----- SOURCE EXCERPT
I took the connector at the bulkhead in the engine off and measured voltage from pin 19 (yellow starter relay wire from ignition switch) on the firewall bulkhead while key in start and it reads 12 volts. (Battery is at 12.5 volts, there is a 0.5v drop from the seatbelt interlock control unit). When I reinstall that bulkhead connector and back probe that pin 19, it drops back down to 10.8 v.

Looking as the service manual it looks like there is two ignition start circuits coming from the key switch; one goes to seatbelt interlock and then starter relay, the other goes to coil, ballast resistor ( which I have bypassed with FBO ignition system), alternator, and voltage regulator.

If I disconnect the brown (ignition start to coil) wire on the bulkhead connector from inside the car and then turn the key to start, then I get 12V to the starter relay.

My brain is mush from staring at the schematics for so long, where do I go from here?
 
Ok, is this something that just happened (meaning did it work before)? If so, then it has to be something simple such as the wiring from the ignition to the relay. I had a 74 RR but do not at all remember anything with the wiring so I cannot be of much specific help there.

Don't over think it, I would wager it is something simple like a connection, fuse or small component.
----------
WHAT YOU NEED TO DO:
A: Transcribe everything in the starter wiring discussion from "Looking as the" down to "specific help there.".
B: In the starter wiring discussion, why does pin 19 read 12 volts with the key in start when the battery is at 12.5 volts?
C: Extend the starter wiring discussion past its final line.
The rows below come from a different source than the starter wiring discussion.
----- PROVIDED INFORMATION
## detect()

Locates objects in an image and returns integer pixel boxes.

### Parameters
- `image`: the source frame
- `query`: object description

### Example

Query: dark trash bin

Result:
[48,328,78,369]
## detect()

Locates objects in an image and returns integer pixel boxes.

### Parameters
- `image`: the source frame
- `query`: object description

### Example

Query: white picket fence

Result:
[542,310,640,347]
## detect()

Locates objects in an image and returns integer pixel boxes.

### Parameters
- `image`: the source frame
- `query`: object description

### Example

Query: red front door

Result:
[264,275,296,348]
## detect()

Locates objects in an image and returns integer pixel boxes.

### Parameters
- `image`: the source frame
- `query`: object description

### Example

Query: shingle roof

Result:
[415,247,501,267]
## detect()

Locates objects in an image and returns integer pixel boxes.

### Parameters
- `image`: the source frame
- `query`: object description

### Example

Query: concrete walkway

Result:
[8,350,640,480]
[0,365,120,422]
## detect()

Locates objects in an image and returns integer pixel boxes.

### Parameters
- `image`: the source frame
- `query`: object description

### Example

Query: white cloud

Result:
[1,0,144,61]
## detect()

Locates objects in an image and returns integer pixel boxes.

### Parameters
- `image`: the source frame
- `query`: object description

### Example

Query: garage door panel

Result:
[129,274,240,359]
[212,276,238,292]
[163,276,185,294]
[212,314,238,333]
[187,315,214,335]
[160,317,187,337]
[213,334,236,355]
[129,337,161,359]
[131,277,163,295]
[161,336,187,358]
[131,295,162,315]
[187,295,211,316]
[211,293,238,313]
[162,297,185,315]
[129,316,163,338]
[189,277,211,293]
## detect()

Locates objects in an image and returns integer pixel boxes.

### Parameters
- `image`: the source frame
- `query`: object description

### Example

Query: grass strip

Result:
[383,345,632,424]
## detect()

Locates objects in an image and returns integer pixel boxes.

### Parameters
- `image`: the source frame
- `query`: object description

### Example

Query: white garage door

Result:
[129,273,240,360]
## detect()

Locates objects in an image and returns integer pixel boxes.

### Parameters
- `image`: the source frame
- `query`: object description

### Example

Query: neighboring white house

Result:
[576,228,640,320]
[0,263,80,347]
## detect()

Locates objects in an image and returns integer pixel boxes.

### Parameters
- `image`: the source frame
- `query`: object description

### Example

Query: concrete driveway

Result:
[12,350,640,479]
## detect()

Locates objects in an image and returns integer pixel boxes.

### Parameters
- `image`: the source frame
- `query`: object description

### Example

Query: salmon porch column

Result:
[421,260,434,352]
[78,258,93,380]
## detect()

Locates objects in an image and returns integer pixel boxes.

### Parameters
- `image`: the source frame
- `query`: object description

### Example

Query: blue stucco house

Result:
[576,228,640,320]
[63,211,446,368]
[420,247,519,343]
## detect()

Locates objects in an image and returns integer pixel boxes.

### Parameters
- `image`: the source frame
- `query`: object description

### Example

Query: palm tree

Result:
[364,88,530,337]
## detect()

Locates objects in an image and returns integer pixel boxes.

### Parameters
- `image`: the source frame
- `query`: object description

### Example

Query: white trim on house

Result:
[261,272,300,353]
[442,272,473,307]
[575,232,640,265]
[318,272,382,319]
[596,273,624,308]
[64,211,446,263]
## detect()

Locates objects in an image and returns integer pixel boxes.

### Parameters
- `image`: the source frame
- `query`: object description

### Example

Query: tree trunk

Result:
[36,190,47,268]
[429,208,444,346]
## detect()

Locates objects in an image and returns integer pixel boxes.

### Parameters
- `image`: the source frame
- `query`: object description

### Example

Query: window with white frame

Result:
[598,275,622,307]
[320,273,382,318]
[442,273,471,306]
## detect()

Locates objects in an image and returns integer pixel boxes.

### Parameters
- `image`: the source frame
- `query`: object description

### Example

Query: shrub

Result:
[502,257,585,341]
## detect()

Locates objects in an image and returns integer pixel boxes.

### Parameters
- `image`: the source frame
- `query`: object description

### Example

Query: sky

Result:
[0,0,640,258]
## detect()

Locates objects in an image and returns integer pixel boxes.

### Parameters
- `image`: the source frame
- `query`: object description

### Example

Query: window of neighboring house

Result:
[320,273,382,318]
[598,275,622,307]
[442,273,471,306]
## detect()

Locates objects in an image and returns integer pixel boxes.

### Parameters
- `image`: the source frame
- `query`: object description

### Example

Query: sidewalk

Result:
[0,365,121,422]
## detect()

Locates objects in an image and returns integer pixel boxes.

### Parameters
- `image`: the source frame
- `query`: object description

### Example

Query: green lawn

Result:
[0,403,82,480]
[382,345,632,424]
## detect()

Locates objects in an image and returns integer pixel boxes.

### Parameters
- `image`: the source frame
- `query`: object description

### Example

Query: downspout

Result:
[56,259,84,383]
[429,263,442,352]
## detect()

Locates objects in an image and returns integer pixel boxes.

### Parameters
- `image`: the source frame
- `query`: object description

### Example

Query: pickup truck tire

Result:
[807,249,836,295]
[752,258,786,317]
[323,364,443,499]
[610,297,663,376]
----------
TASK RESULTS:
A:
Looking as the service manual it looks like there is two ignition start circuits coming from the key switch; one goes to seatbelt interlock and then starter relay, the other goes to coil, ballast resistor ( which I have bypassed with FBO ignition system), alternator, and voltage regulator.

If I disconnect the brown (ignition start to coil) wire on the bulkhead connector from inside the car and then turn the key to start, then I get 12V to the starter relay.

My brain is mush from staring at the schematics for so long, where do I go from here?
 
Ok, is this something that just happened (meaning did it work before)? If so, then it has to be something simple such as the wiring from the ignition to the relay. I had a 74 RR but do not at all remember anything with the wiring so I cannot be of much specific help there.

B: The battery is at 12.5 volts, and the half-volt difference is put down to a 0.5 volt drop from the seatbelt interlock control unit. According to the service manual, that unit sits on the start circuit between the key switch and the starter relay.

C:
No, its been like this for a few years now. I noticed it after I pulled the old 318 and put in a 360 about 2 years ago. I installed a new engine wiring harness at the same time I swapped engines. I have since replaced the alternator with a power master unit and I also pulled the bulkhead connector out and inspected and cleaned every connection.
 
Check the wires that go from the switch (steering column) to the harness/bulkhead connector. There is a connector that allows the column to connected to the main harness, check that.
 
It seems that you are indicating that the seat belt interlock is somehow loading down that circuit. Can you disconnect the wires going to and from the seatbelt interlock and jump them together. My car is a '70 so the wiring does not have seatbelt interlocks. Does the interlock system also include the passenger side?
 
I had issues with a couple of Mopars with the bulkhead connector like @70chall440 mentioned above. You might be able to wiggle the harness going through the connector and get it to crank.
 
Try holding the shifter up with a little extra
pressure while in park. Things get worn,
neutral safety switches "walk".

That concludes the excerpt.